▶ **What you need to do**:
**1.** According to the text on why training matters, what did the University of Pennsylvania study find about a 10% increase in training spend?
**2.** Write the next part of the text on why training matters, picking up right after its last sentence.

Training: Why It Has To Be At The Top Of Your People Agenda
If you ever wonder why your organization should invest time and money in training, then these 7 reasons should convince you. 1. Integration. Integrating people into the organization was the original purpose of training. You trained employees so that they could continue the systems, purpose, and procedures of the organization. Take the Roman Empire, for instance.
“The Roman Empire grew so large and survived so long because there was no car, no radio, no papers, and no phone. You appointed your governor to run a province, fully trained him at headquarters before he went, and then sent him off to run it.” (Antony Jay). In many big organizations, integration is still the number one reason for training people. 2.
Beating the Competition. Today, just knowing how the organization functions isn’t enough to ensure its survival and that of the people in it. When faced by intense competition, employees who are well-informed, well-skilled, and highly committed become the chief reason for an organization’s success. As former head of General Motors, Jack Welch, said, “An organisation’s ability to learn, and to translate that learning into action rapidly, is the ultimate competitive advantage.” 3. Developing Assets. It is only in the last few decades that people have woken up to the fact that their employees are their most valuable asset. When that asset is developed, it becomes more valuable to the organization as well as the employees. A study by Robert Zemsky and Susan Sharman of the University of Pennsylvania found that a 10% increase in training spend resulted in an 8.5% increase in productivity.

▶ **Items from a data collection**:
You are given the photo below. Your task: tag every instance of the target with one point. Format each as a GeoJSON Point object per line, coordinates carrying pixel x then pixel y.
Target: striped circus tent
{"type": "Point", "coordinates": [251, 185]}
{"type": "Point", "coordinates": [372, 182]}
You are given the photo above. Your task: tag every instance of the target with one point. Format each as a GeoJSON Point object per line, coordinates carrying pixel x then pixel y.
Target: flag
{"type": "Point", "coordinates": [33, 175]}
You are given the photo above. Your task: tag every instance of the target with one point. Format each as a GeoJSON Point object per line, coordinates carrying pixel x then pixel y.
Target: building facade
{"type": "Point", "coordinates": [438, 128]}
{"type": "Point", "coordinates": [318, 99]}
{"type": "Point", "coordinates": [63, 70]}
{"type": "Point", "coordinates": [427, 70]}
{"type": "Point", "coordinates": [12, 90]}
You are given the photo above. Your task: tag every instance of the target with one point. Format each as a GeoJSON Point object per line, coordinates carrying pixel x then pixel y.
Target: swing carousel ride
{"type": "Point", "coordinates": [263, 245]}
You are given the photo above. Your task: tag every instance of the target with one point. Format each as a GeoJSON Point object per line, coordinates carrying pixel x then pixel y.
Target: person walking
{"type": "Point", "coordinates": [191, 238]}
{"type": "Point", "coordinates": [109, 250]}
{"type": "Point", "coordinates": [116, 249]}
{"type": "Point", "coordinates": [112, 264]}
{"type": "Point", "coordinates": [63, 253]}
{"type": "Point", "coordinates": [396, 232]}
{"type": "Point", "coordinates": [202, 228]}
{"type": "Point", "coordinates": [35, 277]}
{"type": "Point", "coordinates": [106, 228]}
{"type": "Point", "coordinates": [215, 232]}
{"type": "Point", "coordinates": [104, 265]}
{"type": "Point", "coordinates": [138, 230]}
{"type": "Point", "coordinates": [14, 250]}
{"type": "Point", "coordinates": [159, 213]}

▶ **Written responses**:
**1.** It resulted in an 8.5% increase in productivity.

**2.**
A similar increase in capital expenditure resulted in only a 3.8% increase in productivity. In other words, training pays. 4. Performance. It is strange that, while we would never accept that a top-class athlete, doctor or circus performer could ever achieve high standards without training, we so often ignore training in the workplace. We argue that we don’t have time to train, or the means to do it, or that nothing changes afterwards. But, if it can work in every other profession, why not in the workplace? After all, would you want to be operated on by an untrained surgeon? 5. Change. The rapid changes of recent years have transformed the way we view training at work.
Where once it was something given to the unskilled and under-performing by specialist departments, now it is an essential for everyone. "Whereas in former years an organisation could expect reasonable periods of technological stability between waves of change, today in more and more industries, one change rapidly follows another. The purpose of training is to help people develop skills not only for today's technology but for tomorrow's and the day after's. Learning has to be continuous for everyone because organisations face continual change in products, services, processes, markets, competition and technology." ("Training for new technology") 6. Practice. One of the most important aspects of training is that it allows people to get things right for when it really matters. In his book “Global Challenge”, Humphrey Walters describes how his yacht crew prepared for the BT round-the-world race with an intensive period of training. When their yacht hit the Southern Indian Ocean, disaster struck: one of the crew went overboard. The rest of the crew had just 4 minutes to save him.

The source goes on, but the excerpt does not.